■ Required work ■
Please convert the lines from the one containing "[output] one dot per instance, form <point>337,288</point>." through the one containing "<point>295,215</point>", both included, into a Markdown table with a Row column holding the row number and a Line column holding the line, skipping any blank lines.

════════════════

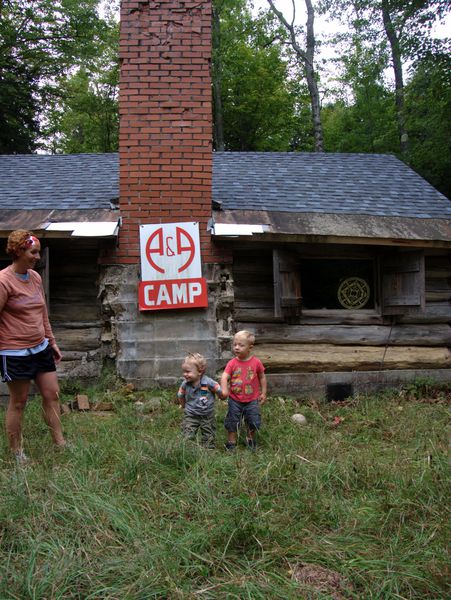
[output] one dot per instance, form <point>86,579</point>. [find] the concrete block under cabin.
<point>82,402</point>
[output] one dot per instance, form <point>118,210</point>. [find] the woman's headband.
<point>31,241</point>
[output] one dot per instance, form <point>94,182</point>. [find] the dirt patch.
<point>315,578</point>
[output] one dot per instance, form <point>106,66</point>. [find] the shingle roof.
<point>62,181</point>
<point>372,184</point>
<point>299,182</point>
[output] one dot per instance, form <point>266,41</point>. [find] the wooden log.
<point>366,335</point>
<point>78,339</point>
<point>65,311</point>
<point>311,358</point>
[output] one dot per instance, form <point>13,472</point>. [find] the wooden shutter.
<point>43,270</point>
<point>403,283</point>
<point>287,285</point>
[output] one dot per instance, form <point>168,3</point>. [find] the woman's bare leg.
<point>49,389</point>
<point>18,394</point>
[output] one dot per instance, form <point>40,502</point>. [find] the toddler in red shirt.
<point>244,381</point>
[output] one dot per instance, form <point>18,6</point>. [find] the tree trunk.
<point>306,58</point>
<point>311,79</point>
<point>399,82</point>
<point>218,131</point>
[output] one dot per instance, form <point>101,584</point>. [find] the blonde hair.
<point>250,337</point>
<point>17,241</point>
<point>197,360</point>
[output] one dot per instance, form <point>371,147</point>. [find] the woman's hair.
<point>198,360</point>
<point>19,240</point>
<point>248,335</point>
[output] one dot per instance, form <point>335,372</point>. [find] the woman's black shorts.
<point>13,368</point>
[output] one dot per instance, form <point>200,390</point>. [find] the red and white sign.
<point>171,272</point>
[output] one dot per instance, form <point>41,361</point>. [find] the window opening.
<point>346,284</point>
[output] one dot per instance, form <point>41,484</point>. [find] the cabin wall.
<point>360,347</point>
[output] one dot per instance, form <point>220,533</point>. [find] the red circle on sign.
<point>184,243</point>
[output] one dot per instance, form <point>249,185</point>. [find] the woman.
<point>28,349</point>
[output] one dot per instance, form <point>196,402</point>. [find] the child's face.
<point>190,372</point>
<point>241,346</point>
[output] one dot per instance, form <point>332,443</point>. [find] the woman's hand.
<point>57,356</point>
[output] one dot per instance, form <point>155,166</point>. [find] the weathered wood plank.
<point>314,358</point>
<point>69,311</point>
<point>373,335</point>
<point>78,339</point>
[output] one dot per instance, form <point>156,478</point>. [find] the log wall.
<point>75,312</point>
<point>343,340</point>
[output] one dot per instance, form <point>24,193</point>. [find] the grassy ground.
<point>351,505</point>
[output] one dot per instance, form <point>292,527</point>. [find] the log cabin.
<point>340,263</point>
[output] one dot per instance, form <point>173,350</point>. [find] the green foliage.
<point>41,41</point>
<point>428,117</point>
<point>132,511</point>
<point>258,99</point>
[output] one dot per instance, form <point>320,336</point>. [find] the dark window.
<point>337,283</point>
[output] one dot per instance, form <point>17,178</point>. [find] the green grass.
<point>134,512</point>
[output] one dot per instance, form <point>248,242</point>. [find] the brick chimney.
<point>165,161</point>
<point>165,148</point>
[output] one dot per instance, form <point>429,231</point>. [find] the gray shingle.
<point>59,181</point>
<point>372,184</point>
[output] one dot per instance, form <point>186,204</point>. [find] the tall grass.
<point>134,512</point>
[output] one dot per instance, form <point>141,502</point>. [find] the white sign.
<point>171,267</point>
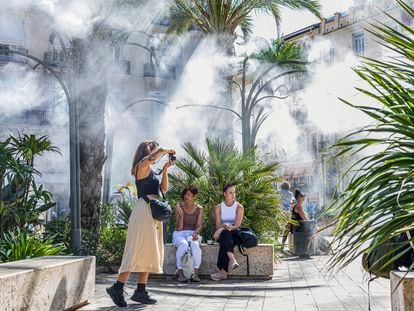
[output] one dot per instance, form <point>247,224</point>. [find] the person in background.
<point>189,218</point>
<point>229,216</point>
<point>298,213</point>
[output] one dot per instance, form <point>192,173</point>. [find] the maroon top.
<point>190,220</point>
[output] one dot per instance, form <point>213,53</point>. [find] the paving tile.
<point>297,285</point>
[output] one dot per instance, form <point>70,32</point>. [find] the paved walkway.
<point>300,285</point>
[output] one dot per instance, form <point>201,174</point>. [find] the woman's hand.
<point>179,211</point>
<point>168,164</point>
<point>229,227</point>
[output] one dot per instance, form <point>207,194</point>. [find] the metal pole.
<point>108,164</point>
<point>75,234</point>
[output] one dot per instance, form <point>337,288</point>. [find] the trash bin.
<point>302,238</point>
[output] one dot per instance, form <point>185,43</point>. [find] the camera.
<point>172,157</point>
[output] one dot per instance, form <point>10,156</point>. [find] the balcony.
<point>27,117</point>
<point>151,72</point>
<point>122,67</point>
<point>6,56</point>
<point>55,59</point>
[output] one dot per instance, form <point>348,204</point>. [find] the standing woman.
<point>298,213</point>
<point>144,248</point>
<point>189,218</point>
<point>229,216</point>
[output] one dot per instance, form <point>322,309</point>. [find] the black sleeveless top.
<point>148,185</point>
<point>295,215</point>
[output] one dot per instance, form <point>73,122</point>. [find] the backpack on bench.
<point>247,239</point>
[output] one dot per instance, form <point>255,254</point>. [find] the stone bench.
<point>402,297</point>
<point>261,261</point>
<point>47,283</point>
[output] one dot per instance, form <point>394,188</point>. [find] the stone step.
<point>261,261</point>
<point>47,283</point>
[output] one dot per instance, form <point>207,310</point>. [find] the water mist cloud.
<point>22,89</point>
<point>201,83</point>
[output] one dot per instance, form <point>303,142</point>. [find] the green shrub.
<point>22,245</point>
<point>223,163</point>
<point>22,200</point>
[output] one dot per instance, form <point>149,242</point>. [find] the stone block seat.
<point>47,283</point>
<point>261,261</point>
<point>402,290</point>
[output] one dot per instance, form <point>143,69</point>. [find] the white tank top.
<point>228,213</point>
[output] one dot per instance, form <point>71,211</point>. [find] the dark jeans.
<point>227,240</point>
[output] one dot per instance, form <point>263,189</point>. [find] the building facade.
<point>347,32</point>
<point>34,103</point>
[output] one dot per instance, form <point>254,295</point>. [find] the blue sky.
<point>294,20</point>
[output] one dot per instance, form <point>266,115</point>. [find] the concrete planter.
<point>47,283</point>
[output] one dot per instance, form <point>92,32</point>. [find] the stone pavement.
<point>302,285</point>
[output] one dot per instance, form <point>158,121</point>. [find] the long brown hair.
<point>144,149</point>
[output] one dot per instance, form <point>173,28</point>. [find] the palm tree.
<point>223,17</point>
<point>223,163</point>
<point>378,202</point>
<point>279,55</point>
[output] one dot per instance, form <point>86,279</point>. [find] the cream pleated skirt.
<point>144,247</point>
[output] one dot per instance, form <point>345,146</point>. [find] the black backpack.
<point>247,237</point>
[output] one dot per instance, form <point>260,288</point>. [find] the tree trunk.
<point>90,66</point>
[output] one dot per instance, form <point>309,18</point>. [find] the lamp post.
<point>75,206</point>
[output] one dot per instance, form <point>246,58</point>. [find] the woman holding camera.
<point>229,216</point>
<point>189,218</point>
<point>144,248</point>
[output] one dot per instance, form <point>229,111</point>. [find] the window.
<point>358,43</point>
<point>118,51</point>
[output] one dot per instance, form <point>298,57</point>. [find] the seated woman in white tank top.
<point>229,216</point>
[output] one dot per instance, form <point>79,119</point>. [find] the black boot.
<point>117,296</point>
<point>143,297</point>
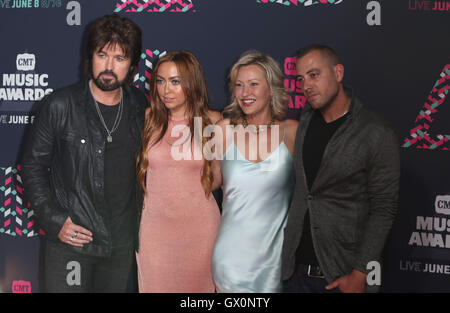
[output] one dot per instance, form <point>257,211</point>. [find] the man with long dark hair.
<point>79,166</point>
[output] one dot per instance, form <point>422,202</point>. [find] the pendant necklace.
<point>118,115</point>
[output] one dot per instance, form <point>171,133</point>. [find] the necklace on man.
<point>118,115</point>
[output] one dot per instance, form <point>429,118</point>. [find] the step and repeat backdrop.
<point>396,56</point>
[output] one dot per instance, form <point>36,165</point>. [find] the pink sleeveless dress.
<point>178,225</point>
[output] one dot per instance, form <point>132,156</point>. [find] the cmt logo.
<point>442,205</point>
<point>21,286</point>
<point>138,6</point>
<point>25,62</point>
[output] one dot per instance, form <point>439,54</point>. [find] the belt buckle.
<point>314,275</point>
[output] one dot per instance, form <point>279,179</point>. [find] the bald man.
<point>347,176</point>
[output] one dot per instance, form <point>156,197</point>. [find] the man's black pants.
<point>70,272</point>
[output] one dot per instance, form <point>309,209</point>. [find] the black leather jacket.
<point>63,164</point>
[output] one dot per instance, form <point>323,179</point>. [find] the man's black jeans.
<point>68,271</point>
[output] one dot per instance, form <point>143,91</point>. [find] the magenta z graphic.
<point>154,6</point>
<point>421,135</point>
<point>305,3</point>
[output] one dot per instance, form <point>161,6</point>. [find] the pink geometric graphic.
<point>142,78</point>
<point>420,136</point>
<point>305,3</point>
<point>297,99</point>
<point>15,219</point>
<point>138,6</point>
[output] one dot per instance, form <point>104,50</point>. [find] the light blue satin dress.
<point>256,197</point>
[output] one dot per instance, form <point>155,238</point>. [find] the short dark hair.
<point>326,51</point>
<point>115,30</point>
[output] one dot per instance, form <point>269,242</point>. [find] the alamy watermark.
<point>187,148</point>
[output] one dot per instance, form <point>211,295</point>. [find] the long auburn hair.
<point>156,122</point>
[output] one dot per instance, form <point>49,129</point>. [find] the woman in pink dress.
<point>180,217</point>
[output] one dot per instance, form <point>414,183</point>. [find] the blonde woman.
<point>257,183</point>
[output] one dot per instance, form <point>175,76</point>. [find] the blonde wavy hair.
<point>156,122</point>
<point>275,80</point>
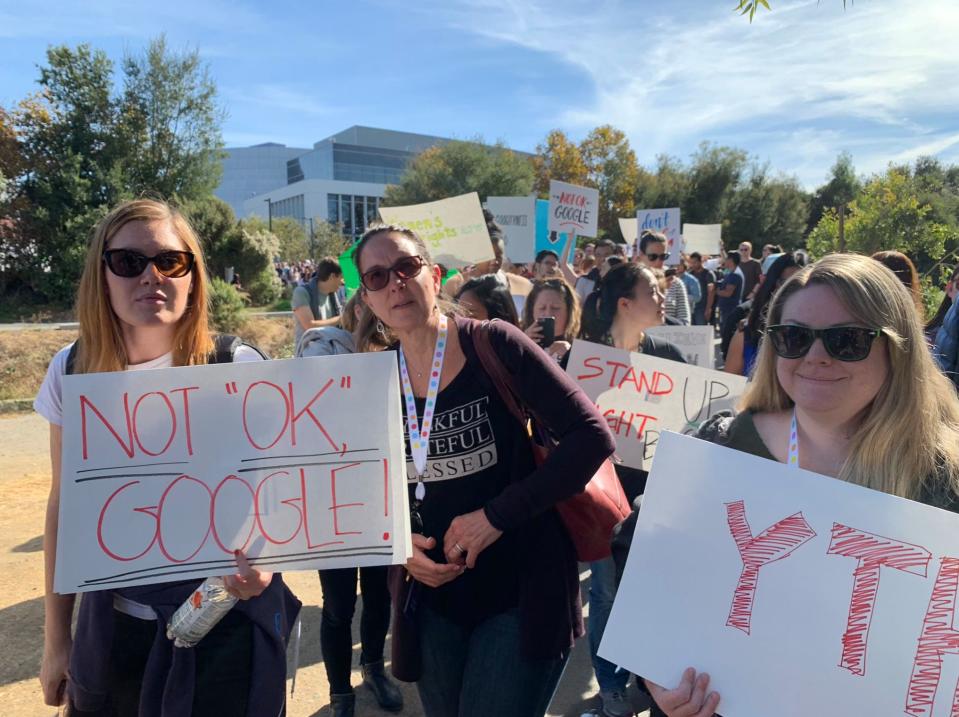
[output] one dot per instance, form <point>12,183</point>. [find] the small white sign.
<point>641,396</point>
<point>516,216</point>
<point>696,342</point>
<point>573,209</point>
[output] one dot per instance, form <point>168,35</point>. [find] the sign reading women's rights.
<point>454,228</point>
<point>516,216</point>
<point>696,342</point>
<point>165,473</point>
<point>665,221</point>
<point>799,594</point>
<point>641,396</point>
<point>573,209</point>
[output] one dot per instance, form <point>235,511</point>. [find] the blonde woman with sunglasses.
<point>843,364</point>
<point>142,304</point>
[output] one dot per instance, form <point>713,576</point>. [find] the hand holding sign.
<point>573,209</point>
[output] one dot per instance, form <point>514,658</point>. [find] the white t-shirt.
<point>49,400</point>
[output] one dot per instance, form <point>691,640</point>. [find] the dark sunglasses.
<point>843,343</point>
<point>129,264</point>
<point>405,269</point>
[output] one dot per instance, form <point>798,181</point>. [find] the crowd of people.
<point>485,613</point>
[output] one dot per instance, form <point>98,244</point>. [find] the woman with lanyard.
<point>626,302</point>
<point>844,368</point>
<point>492,597</point>
<point>142,304</point>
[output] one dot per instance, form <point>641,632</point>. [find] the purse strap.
<point>494,367</point>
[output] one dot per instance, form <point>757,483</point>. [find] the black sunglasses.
<point>405,269</point>
<point>129,264</point>
<point>843,343</point>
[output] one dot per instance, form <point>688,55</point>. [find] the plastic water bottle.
<point>205,607</point>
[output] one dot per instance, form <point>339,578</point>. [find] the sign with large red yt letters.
<point>799,594</point>
<point>167,472</point>
<point>641,396</point>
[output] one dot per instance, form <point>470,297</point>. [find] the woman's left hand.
<point>467,537</point>
<point>247,583</point>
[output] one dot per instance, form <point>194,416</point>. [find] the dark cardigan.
<point>549,601</point>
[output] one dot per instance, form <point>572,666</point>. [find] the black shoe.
<point>387,694</point>
<point>342,705</point>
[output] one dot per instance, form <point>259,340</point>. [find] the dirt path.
<point>24,482</point>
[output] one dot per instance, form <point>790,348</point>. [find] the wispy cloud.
<point>804,76</point>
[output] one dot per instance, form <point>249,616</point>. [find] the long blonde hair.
<point>101,346</point>
<point>910,431</point>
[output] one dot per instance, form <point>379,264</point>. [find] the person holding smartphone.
<point>551,316</point>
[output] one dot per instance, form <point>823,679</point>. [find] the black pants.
<point>339,603</point>
<point>223,667</point>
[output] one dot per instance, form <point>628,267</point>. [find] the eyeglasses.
<point>405,269</point>
<point>843,343</point>
<point>129,264</point>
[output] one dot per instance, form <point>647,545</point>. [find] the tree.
<point>68,141</point>
<point>611,168</point>
<point>714,175</point>
<point>170,122</point>
<point>558,158</point>
<point>766,210</point>
<point>456,168</point>
<point>887,214</point>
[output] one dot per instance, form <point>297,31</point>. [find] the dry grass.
<point>25,355</point>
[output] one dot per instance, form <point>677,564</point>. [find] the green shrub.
<point>264,288</point>
<point>227,310</point>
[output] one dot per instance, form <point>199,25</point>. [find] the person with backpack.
<point>142,304</point>
<point>317,302</point>
<point>488,605</point>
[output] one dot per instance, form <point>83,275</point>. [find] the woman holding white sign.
<point>142,304</point>
<point>484,619</point>
<point>843,386</point>
<point>627,301</point>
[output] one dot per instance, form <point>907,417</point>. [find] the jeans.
<point>602,590</point>
<point>336,635</point>
<point>479,671</point>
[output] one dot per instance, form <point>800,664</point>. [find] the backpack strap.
<point>501,378</point>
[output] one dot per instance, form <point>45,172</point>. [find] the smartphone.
<point>548,323</point>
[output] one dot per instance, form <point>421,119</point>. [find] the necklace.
<point>420,438</point>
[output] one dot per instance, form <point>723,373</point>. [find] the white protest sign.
<point>166,472</point>
<point>517,218</point>
<point>630,230</point>
<point>641,396</point>
<point>799,594</point>
<point>696,342</point>
<point>707,239</point>
<point>665,221</point>
<point>454,229</point>
<point>573,209</point>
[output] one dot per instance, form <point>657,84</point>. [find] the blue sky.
<point>799,85</point>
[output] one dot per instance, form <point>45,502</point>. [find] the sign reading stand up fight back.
<point>799,594</point>
<point>454,228</point>
<point>573,209</point>
<point>641,396</point>
<point>165,473</point>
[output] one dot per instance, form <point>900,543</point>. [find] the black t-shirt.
<point>473,441</point>
<point>705,278</point>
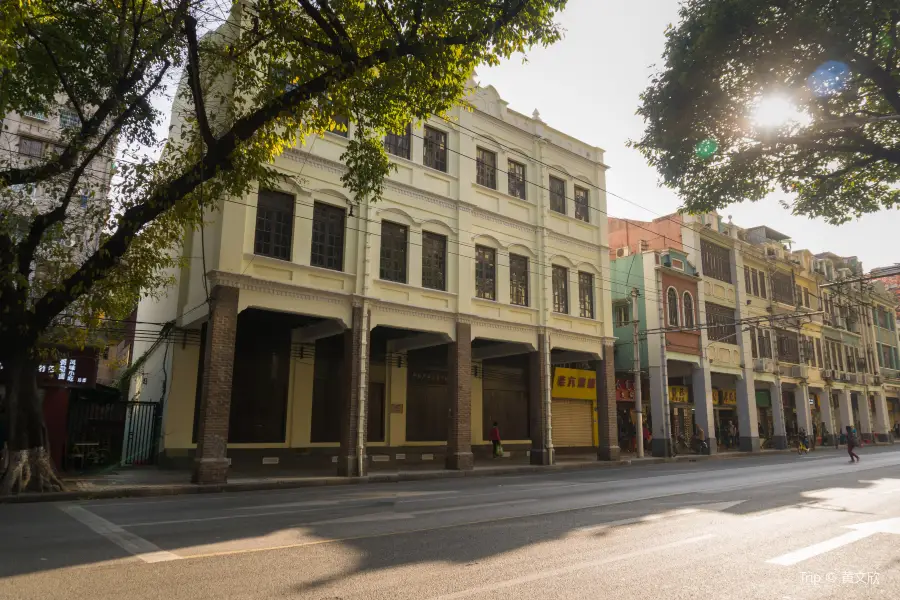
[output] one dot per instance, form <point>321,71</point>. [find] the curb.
<point>285,484</point>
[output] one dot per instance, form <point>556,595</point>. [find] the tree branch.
<point>193,73</point>
<point>27,247</point>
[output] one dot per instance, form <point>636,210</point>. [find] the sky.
<point>587,85</point>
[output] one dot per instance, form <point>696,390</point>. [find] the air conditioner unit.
<point>800,371</point>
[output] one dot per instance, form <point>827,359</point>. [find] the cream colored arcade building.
<point>343,335</point>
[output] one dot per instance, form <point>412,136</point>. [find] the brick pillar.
<point>210,464</point>
<point>459,382</point>
<point>355,378</point>
<point>538,403</point>
<point>606,406</point>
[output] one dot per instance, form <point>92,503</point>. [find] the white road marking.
<point>862,531</point>
<point>129,542</point>
<point>547,574</point>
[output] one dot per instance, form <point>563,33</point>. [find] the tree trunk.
<point>27,466</point>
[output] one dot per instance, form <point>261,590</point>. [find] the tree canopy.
<point>797,95</point>
<point>264,77</point>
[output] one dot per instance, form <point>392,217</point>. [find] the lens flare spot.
<point>706,148</point>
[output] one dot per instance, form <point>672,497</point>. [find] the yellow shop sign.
<point>577,384</point>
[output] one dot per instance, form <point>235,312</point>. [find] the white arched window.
<point>687,304</point>
<point>672,302</point>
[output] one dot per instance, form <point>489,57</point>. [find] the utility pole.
<point>639,417</point>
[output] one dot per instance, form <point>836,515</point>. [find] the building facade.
<point>788,340</point>
<point>348,333</point>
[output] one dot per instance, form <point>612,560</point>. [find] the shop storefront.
<point>725,411</point>
<point>682,411</point>
<point>790,412</point>
<point>764,413</point>
<point>573,408</point>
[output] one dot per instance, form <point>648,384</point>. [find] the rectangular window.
<point>720,321</point>
<point>560,289</point>
<point>434,261</point>
<point>485,272</point>
<point>486,168</point>
<point>30,147</point>
<point>582,205</point>
<point>340,126</point>
<point>622,317</point>
<point>782,288</point>
<point>716,261</point>
<point>557,195</point>
<point>516,180</point>
<point>68,119</point>
<point>327,237</point>
<point>788,346</point>
<point>394,238</point>
<point>586,294</point>
<point>435,149</point>
<point>399,144</point>
<point>518,280</point>
<point>274,224</point>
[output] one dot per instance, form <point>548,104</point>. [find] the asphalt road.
<point>779,527</point>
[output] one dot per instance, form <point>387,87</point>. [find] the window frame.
<point>677,306</point>
<point>555,197</point>
<point>393,264</point>
<point>437,148</point>
<point>514,286</point>
<point>269,211</point>
<point>585,206</point>
<point>429,271</point>
<point>586,302</point>
<point>560,296</point>
<point>684,311</point>
<point>328,211</point>
<point>512,175</point>
<point>485,172</point>
<point>482,278</point>
<point>395,143</point>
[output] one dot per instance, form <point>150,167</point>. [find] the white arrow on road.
<point>861,532</point>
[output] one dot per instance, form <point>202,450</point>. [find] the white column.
<point>804,416</point>
<point>845,408</point>
<point>865,418</point>
<point>827,415</point>
<point>780,435</point>
<point>703,407</point>
<point>659,406</point>
<point>882,425</point>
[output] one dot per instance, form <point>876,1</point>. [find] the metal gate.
<point>106,431</point>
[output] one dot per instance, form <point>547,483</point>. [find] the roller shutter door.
<point>571,421</point>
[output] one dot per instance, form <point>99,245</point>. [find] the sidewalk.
<point>149,481</point>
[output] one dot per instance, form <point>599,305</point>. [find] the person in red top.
<point>495,439</point>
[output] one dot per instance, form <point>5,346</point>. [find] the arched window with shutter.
<point>687,304</point>
<point>672,302</point>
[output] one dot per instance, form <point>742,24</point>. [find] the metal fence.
<point>105,431</point>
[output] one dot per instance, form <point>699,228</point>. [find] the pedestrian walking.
<point>495,440</point>
<point>852,442</point>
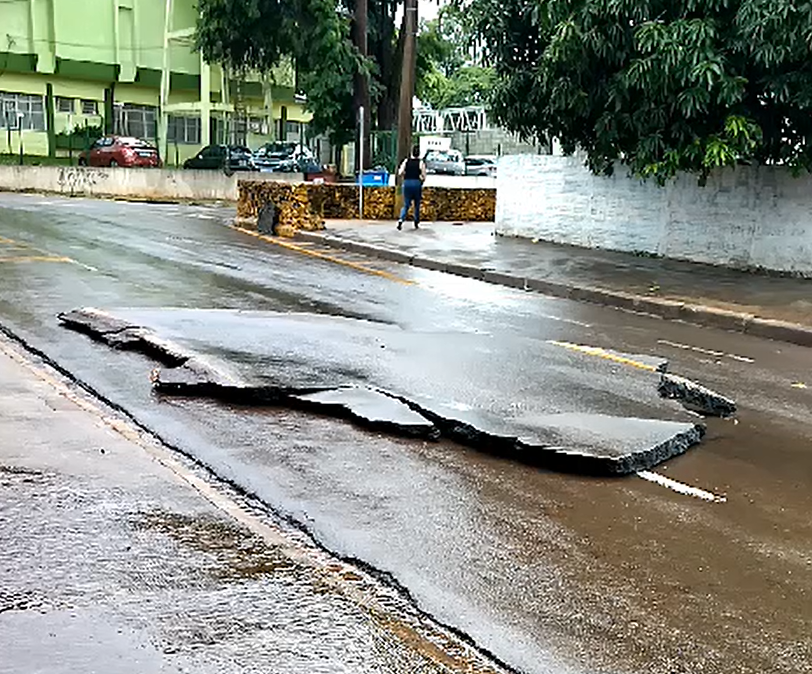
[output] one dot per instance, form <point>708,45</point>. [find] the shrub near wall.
<point>307,205</point>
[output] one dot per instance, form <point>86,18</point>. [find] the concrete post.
<point>166,74</point>
<point>205,102</point>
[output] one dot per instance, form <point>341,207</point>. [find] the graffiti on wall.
<point>80,179</point>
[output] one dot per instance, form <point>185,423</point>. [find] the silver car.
<point>449,162</point>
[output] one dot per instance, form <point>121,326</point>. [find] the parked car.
<point>480,166</point>
<point>445,161</point>
<point>284,158</point>
<point>120,151</point>
<point>223,158</point>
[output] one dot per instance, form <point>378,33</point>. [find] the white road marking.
<point>707,352</point>
<point>680,487</point>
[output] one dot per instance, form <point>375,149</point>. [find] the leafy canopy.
<point>659,85</point>
<point>259,34</point>
<point>448,74</point>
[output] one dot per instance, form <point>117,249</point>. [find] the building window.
<point>90,107</point>
<point>294,130</point>
<point>64,104</point>
<point>138,121</point>
<point>184,130</point>
<point>258,126</point>
<point>22,111</point>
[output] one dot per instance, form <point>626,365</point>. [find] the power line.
<point>65,43</point>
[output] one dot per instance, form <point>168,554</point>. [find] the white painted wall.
<point>743,217</point>
<point>158,184</point>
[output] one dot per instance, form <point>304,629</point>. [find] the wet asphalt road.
<point>550,572</point>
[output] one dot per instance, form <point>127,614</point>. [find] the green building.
<point>128,67</point>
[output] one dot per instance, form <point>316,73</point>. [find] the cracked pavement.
<point>549,572</point>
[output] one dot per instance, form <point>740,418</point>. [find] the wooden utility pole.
<point>407,79</point>
<point>361,85</point>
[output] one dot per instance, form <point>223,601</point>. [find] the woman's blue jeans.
<point>412,193</point>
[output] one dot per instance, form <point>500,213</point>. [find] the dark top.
<point>412,170</point>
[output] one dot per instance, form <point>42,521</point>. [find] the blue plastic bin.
<point>375,178</point>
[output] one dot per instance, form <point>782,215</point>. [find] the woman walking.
<point>413,172</point>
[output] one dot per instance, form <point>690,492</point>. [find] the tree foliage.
<point>448,74</point>
<point>659,85</point>
<point>256,35</point>
<point>316,35</point>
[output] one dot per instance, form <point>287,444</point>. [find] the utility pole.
<point>407,80</point>
<point>361,88</point>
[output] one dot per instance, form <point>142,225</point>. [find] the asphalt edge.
<point>673,310</point>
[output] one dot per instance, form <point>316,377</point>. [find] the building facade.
<point>71,69</point>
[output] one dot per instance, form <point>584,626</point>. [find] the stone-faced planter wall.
<point>307,205</point>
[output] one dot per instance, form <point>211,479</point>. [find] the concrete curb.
<point>672,310</point>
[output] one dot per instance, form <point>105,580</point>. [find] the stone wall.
<point>745,217</point>
<point>154,184</point>
<point>299,206</point>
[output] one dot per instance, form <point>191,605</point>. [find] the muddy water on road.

════════════════

■ Answer below ■
| Row | Line |
|---|---|
| 1 | [output] one dot per instance, form <point>337,288</point>. [find] the trash bin. |
| 2 | <point>302,238</point> |
| 3 | [output] one dot per instance, form <point>185,43</point>. [find] the camera. |
| 4 | <point>172,157</point> |
| 5 | [output] one dot per instance, form <point>10,156</point>. [find] the balcony. |
| 6 | <point>27,117</point> |
| 7 | <point>151,72</point> |
| 8 | <point>122,67</point> |
| 9 | <point>6,56</point> |
| 10 | <point>55,59</point> |
| 11 | [output] one dot per instance, form <point>348,204</point>. [find] the standing woman. |
| 12 | <point>298,213</point> |
| 13 | <point>144,248</point> |
| 14 | <point>189,218</point> |
| 15 | <point>229,216</point> |
| 16 | [output] one dot per instance, form <point>322,309</point>. [find] the black sleeveless top. |
| 17 | <point>148,185</point> |
| 18 | <point>295,215</point> |